**Short task:** Everything from the line that contains "Phrase: cloud covering mountain" through the final line of the records below should be quoted exactly, except the pictures.

+ + + + + + +

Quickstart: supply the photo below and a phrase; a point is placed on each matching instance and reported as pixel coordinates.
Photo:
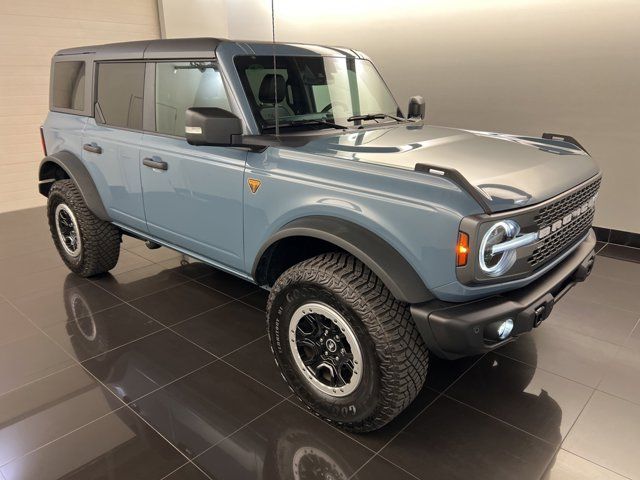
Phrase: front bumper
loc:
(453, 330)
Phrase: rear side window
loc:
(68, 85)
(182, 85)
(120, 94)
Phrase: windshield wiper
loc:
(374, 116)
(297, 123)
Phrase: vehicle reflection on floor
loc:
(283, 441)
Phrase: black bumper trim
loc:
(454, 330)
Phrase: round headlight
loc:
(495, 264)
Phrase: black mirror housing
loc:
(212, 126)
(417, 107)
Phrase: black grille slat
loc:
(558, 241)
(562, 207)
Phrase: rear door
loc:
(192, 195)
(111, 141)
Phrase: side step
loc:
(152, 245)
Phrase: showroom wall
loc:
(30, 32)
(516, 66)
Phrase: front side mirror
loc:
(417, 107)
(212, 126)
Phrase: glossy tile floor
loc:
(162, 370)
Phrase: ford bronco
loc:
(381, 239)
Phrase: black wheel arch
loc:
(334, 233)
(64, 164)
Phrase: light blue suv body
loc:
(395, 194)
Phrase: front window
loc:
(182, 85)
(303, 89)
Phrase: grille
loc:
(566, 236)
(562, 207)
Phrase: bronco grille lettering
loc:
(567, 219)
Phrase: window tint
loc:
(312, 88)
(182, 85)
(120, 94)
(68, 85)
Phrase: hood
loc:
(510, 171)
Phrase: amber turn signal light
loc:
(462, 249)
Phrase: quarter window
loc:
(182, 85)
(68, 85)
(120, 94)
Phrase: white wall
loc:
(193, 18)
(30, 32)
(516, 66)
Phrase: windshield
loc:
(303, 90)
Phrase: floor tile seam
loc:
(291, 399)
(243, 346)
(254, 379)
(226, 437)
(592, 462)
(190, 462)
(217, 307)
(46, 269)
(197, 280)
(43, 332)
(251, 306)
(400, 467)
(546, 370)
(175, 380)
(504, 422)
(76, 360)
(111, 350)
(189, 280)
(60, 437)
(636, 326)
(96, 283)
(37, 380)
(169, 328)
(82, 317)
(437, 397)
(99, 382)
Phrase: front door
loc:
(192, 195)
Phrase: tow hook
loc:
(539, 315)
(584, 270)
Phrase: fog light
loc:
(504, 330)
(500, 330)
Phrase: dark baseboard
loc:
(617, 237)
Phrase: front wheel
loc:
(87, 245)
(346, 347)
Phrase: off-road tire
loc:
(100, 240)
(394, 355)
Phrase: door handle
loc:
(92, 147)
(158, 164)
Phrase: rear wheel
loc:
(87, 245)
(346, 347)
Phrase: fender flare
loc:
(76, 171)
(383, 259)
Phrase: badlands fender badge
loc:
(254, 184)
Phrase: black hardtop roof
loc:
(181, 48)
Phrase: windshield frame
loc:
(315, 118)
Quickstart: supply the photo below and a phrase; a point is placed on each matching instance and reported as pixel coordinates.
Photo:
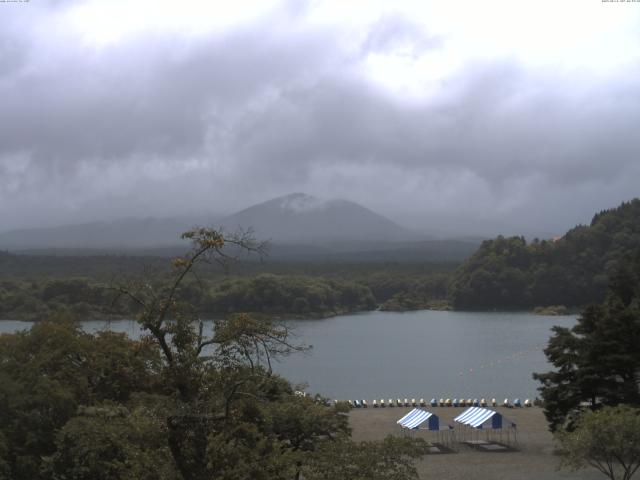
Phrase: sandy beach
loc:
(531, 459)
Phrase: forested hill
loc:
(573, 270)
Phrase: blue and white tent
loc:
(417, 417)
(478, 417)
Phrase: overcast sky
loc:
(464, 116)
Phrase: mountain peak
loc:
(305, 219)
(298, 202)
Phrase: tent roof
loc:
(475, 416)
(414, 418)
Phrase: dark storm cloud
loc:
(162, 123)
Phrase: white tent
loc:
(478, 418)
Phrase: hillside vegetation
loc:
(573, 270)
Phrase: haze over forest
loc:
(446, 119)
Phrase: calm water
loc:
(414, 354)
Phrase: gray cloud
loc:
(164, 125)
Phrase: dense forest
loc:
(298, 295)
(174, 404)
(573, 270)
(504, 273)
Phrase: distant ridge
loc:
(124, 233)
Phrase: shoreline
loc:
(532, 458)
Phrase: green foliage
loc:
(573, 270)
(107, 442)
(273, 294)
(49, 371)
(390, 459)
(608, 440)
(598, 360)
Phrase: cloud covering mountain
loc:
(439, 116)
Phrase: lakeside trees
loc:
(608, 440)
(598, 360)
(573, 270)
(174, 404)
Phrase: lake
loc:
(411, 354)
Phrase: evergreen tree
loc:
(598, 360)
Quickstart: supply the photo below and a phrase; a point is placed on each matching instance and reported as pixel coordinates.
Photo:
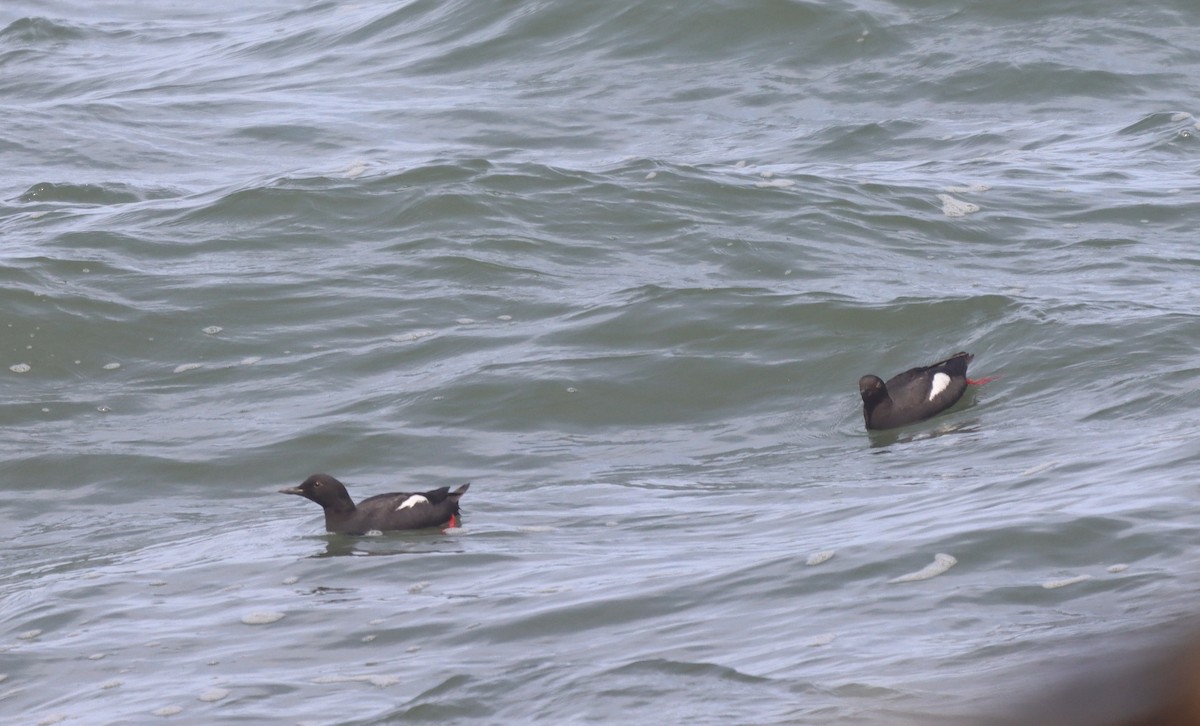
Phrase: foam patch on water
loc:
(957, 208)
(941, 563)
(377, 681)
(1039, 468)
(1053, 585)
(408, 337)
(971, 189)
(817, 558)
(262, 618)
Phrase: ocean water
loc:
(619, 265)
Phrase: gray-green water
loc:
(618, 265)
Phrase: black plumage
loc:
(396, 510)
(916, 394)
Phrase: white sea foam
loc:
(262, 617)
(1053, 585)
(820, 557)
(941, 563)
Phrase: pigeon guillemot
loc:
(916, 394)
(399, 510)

+ + + + + + +

**Finished exercise:**
Phrase: cloud covering mountain
loc:
(439, 116)
Phrase: lakeside trees
loc:
(608, 440)
(598, 360)
(573, 270)
(174, 404)
Phrase: lake
loc:
(411, 354)
Phrase: evergreen tree
loc:
(598, 360)
Quickstart: supply the photo below and a phrase; a point is placed on each matching instance and reported as pixel coordinates.
Photo:
Phrase: foam patch on water
loc:
(957, 208)
(941, 563)
(377, 681)
(1039, 468)
(1053, 585)
(408, 337)
(971, 189)
(817, 558)
(262, 618)
Phrase: ocean water
loc:
(619, 265)
Phrase: gray-green water
loc:
(618, 265)
Phrase: black plumage
loc:
(396, 510)
(916, 394)
Phrase: white sea foam
loc:
(262, 617)
(1053, 585)
(820, 557)
(941, 563)
Phrase: pigeon guillemot
loc:
(916, 394)
(399, 510)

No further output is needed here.